§ **Problem description**:
Omit the pictures and return every entry exactly as written.

── Given records

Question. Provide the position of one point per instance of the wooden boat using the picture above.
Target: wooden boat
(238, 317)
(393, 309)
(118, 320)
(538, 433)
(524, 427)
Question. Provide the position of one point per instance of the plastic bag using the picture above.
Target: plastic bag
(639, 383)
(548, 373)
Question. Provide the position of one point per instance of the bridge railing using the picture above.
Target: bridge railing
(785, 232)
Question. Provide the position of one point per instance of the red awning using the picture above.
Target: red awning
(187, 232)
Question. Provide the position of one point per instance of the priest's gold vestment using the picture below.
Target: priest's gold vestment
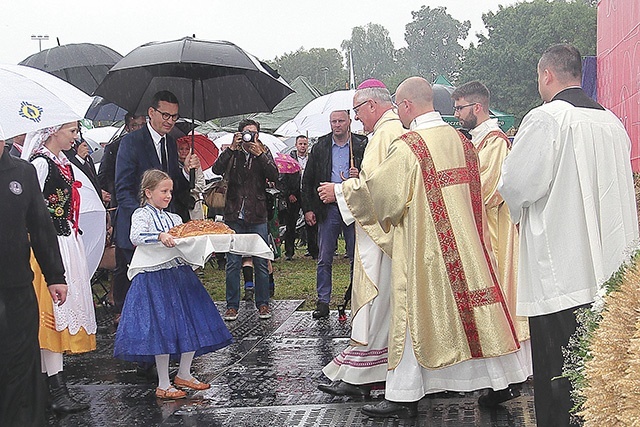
(444, 286)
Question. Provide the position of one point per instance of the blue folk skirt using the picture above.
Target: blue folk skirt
(168, 312)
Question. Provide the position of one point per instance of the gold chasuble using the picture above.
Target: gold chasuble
(444, 288)
(492, 149)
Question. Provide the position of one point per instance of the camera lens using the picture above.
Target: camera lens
(247, 136)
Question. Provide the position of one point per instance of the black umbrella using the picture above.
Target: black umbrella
(84, 65)
(214, 78)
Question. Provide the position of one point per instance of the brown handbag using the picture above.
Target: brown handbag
(216, 196)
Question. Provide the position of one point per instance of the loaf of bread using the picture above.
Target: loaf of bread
(200, 227)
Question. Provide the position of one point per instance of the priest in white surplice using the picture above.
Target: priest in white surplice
(568, 183)
(449, 326)
(364, 361)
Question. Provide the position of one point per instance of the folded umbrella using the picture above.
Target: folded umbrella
(286, 163)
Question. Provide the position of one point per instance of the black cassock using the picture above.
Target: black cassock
(24, 223)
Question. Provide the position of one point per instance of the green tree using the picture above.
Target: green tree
(372, 52)
(433, 46)
(506, 58)
(322, 67)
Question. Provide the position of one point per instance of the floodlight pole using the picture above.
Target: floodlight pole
(40, 38)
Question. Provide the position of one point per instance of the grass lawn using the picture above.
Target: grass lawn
(294, 279)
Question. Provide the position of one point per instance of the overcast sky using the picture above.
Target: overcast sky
(263, 28)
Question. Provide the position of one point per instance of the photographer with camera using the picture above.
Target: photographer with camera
(248, 165)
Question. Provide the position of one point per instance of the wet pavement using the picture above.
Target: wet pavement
(268, 377)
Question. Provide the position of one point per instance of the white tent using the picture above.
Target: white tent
(313, 119)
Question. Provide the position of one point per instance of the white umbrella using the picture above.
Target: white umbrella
(289, 128)
(272, 142)
(31, 99)
(313, 119)
(98, 137)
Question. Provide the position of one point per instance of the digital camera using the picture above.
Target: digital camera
(248, 136)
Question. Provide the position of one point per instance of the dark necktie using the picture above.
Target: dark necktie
(163, 153)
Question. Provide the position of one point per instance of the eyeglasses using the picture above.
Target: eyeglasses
(404, 101)
(459, 108)
(355, 109)
(167, 116)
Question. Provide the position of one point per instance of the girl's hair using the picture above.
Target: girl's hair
(150, 180)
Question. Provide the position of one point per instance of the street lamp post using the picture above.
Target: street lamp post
(40, 38)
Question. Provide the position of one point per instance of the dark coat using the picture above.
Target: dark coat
(107, 171)
(136, 155)
(247, 184)
(319, 170)
(25, 223)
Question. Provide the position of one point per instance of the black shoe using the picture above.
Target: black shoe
(491, 398)
(387, 409)
(321, 311)
(340, 388)
(248, 294)
(61, 402)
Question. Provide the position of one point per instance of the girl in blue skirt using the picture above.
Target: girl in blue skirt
(167, 312)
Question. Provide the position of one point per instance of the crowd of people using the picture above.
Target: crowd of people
(468, 255)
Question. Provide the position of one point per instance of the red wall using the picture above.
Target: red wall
(619, 65)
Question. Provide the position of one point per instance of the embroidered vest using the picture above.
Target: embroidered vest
(57, 194)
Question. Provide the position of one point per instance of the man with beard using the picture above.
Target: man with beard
(471, 108)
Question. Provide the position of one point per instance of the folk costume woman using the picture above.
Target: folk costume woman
(68, 328)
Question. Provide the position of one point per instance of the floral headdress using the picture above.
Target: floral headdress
(35, 140)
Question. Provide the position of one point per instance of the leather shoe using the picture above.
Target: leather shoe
(321, 311)
(341, 388)
(493, 398)
(193, 384)
(387, 409)
(170, 393)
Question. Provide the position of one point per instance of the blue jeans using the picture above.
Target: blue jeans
(234, 266)
(328, 232)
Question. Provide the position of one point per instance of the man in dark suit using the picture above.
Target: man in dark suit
(150, 147)
(291, 186)
(107, 172)
(335, 157)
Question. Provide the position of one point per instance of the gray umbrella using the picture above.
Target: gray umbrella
(211, 79)
(84, 65)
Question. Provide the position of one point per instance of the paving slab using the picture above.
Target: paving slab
(267, 377)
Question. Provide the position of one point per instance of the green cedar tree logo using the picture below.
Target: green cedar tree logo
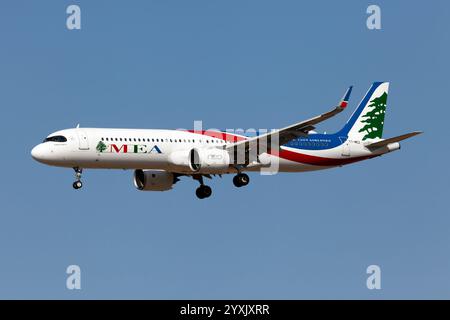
(101, 146)
(374, 119)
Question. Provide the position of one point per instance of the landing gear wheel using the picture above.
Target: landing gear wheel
(241, 180)
(77, 185)
(203, 192)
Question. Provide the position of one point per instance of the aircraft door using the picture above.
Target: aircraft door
(345, 147)
(83, 141)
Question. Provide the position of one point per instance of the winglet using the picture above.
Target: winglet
(345, 98)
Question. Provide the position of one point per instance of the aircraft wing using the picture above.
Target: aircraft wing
(284, 135)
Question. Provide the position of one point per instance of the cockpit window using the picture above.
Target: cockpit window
(56, 139)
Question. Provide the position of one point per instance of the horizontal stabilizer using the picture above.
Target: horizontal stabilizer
(384, 143)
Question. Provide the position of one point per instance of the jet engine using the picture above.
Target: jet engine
(154, 180)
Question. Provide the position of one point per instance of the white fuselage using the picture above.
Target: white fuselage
(155, 149)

────

§ **Written reply**:
Question. Provide the position of one point per instance of the wooden boat using the picture above.
Target: wooden boat
(238, 317)
(393, 309)
(118, 320)
(538, 433)
(524, 427)
Question. Provide the position of one point per instance of the plastic bag using the picture above.
Target: plastic bag
(639, 383)
(548, 373)
Question. Provide the position of one point per instance of the bridge railing using the picture above.
Target: bridge railing
(785, 232)
Question. Provide the position of one point per instance of the red awning using the picture above.
Target: red awning
(187, 232)
Question. Provide the position of one point per instance of the priest's gold vestment using the picture below.
Target: priest's gold vestment
(444, 286)
Question. Provide the position of one point per instance of the blue folk skirt using the picture above.
Target: blue folk skirt
(168, 312)
Question. Provide the position of one point per instance of the gold chasuble using the picture above.
Target: gold chasuble
(444, 288)
(492, 149)
Question. Provide the position of one point per instance of the camera lens using the picture above.
Target: camera lens
(247, 136)
Question. Provide the position of one point per instance of the black umbrella using the picture above.
Target: black umbrella
(84, 65)
(214, 78)
Question. Provide the position of one point per instance of the brown handbag using the picture above.
Target: brown handbag
(216, 196)
Question. Provide the position of one point per instance of the loaf of bread using the picture above.
Target: loaf of bread
(200, 227)
Question. Provide the position of one point per instance of the priest in white surplice using the picture above.
Target: priest in white surplice
(568, 183)
(449, 326)
(364, 361)
Question. Provide the position of one point per instance of the folded umbrella using the picture above.
Target: folded umbrella
(286, 163)
Question. Provide the position of one point per instance of the black cassock using the picture above.
Target: black cassock
(24, 223)
Question. Provide the position of one point per instance of the green tree using the picture above.
Target: green tree
(372, 52)
(433, 46)
(506, 58)
(322, 67)
Question. Provide the position of one point per instance of the floodlight pole using the picture above.
Target: floodlight pole
(40, 38)
Question. Provide the position of one point per instance of the grass lawn using the picture above.
Target: grass lawn
(294, 279)
Question. Provide the position of one point per instance of the overcast sky using the picture above.
Target: overcast sky
(263, 28)
Question. Provide the position of one point per instance of the photographer with camera using the picture above.
Target: photographer with camera
(248, 165)
Question. Provide the position of one point per instance of the wet pavement using the picture above.
Target: wet pavement
(268, 377)
Question. Provide the position of one point per instance of the white tent using the picture above.
Target: white tent
(313, 119)
Question. Provide the position of one point per instance of the white umbrella using the picture above.
Target: white umbrella
(289, 128)
(272, 142)
(31, 99)
(313, 119)
(98, 137)
Question. Provide the position of one point per instance of the digital camera using the picture above.
Target: digital camera
(248, 136)
Question. Provide the position of one point per instance of the dark necktie using the picture above.
Target: dark necktie
(163, 153)
Question. Provide the position of one point per instance of the eyeglasses using the picture above.
Target: eyeglasses
(404, 101)
(459, 108)
(355, 109)
(167, 116)
Question. Provide the position of one point per instance of the girl's hair using the picture above.
Target: girl's hair
(150, 180)
Question. Provide the position of one point per instance of the street lamp post using the picture above.
Target: street lamp post
(40, 38)
Question. Provide the position of one point per instance of the dark coat using the picture above.
Target: dark coat
(107, 171)
(136, 155)
(247, 184)
(319, 170)
(25, 223)
Question. Provide the position of one point per instance of the black shoe using the picture above.
Target: black shoe
(491, 398)
(387, 409)
(321, 311)
(340, 388)
(248, 294)
(61, 402)
Question. Provide the position of one point per instance of the girl in blue skirt using the picture above.
Target: girl in blue skirt
(167, 312)
Question. Provide the position of one point per instance of the crowd of people using the picture above.
Target: crowd of people
(468, 255)
Question. Provide the position of one point per instance of the red wall using the picture above.
Target: red wall
(619, 65)
Question. Provide the position of one point per instance of the embroidered vest using the picture above.
Target: embroidered vest
(57, 194)
Question. Provide the position of one point per instance of the man with beard using the picture above.
Target: man with beard
(471, 108)
Question. Provide the position of one point per instance of the folk costume woman using the picture above.
Target: folk costume woman
(68, 328)
Question. Provide the position of one point per instance of the floral headdress using the picture above.
Target: floral headdress
(35, 140)
Question. Provide the position of one point per instance of the leather shoe using the picture above.
Target: leather shoe
(321, 311)
(341, 388)
(493, 398)
(193, 384)
(387, 409)
(170, 393)
Question. Provide the position of one point per instance of the blue jeans using the picture above.
Target: blue jeans
(234, 266)
(328, 232)
Question. Provide the position of one point per instance of the man in dark suit using the picture above.
Target: man in dark suit
(150, 147)
(291, 186)
(107, 172)
(335, 157)
Question. Provide the position of one point per instance of the gray umbrella using the picture above.
Target: gray umbrella
(211, 79)
(84, 65)
Question. Provide the position of one point per instance of the paving slab using the picture above.
Target: paving slab
(267, 377)
Question. Provide the position of one point per instance of the green cedar tree logo using the picture below.
Target: green cedar tree logo
(101, 146)
(374, 119)
Question. Provide the position of one point per instance of the landing gear wheel using the picture above.
Target: landing gear wheel
(241, 180)
(77, 185)
(203, 192)
Question. Provide the position of one point per instance of the aircraft door using the picture above.
Target: aircraft door
(345, 147)
(83, 141)
Question. Provide the position of one point per instance of the winglet using the picture above.
Target: winglet
(345, 98)
Question. Provide the position of one point per instance of the aircraft wing using the picture above.
Target: aircraft wing
(284, 135)
Question. Provide the position of one point per instance of the cockpit window using the picture above.
Target: cockpit window
(56, 139)
Question. Provide the position of one point per instance of the horizontal stabilizer using the picture above.
Target: horizontal stabilizer
(384, 143)
Question. Provide the position of one point per instance of the jet engine using the picture above.
Target: jet engine
(154, 180)
Question. Provide the position of one point per instance of the white fuselage using the picture above.
Target: white fuselage
(155, 149)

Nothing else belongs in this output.